--- start of SUPPLIED RECORDS ---

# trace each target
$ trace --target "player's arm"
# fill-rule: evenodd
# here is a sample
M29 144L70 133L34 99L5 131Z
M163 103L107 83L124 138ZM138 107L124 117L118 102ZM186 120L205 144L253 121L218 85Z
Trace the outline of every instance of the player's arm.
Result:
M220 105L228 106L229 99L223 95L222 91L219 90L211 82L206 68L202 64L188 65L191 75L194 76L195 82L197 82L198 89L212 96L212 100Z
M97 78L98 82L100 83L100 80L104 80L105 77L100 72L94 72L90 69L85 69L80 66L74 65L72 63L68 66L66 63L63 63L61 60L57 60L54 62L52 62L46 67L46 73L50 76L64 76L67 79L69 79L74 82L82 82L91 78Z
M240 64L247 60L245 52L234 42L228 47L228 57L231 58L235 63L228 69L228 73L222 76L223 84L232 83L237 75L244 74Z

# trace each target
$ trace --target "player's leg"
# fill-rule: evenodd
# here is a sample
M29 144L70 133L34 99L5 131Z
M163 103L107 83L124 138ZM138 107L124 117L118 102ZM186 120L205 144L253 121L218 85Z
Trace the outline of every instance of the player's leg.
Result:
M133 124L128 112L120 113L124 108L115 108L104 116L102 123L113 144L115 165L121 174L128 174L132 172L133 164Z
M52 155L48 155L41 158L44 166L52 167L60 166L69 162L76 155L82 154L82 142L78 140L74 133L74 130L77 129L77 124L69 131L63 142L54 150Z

--- end of SUPPLIED RECORDS ---

### REQUIREMENT
Pull out each line of the material above that contains the string "outline". Case counts.

### TASK ANSWER
Trace the outline of every instance of the player's arm.
Trace the outline of every instance of the player's leg.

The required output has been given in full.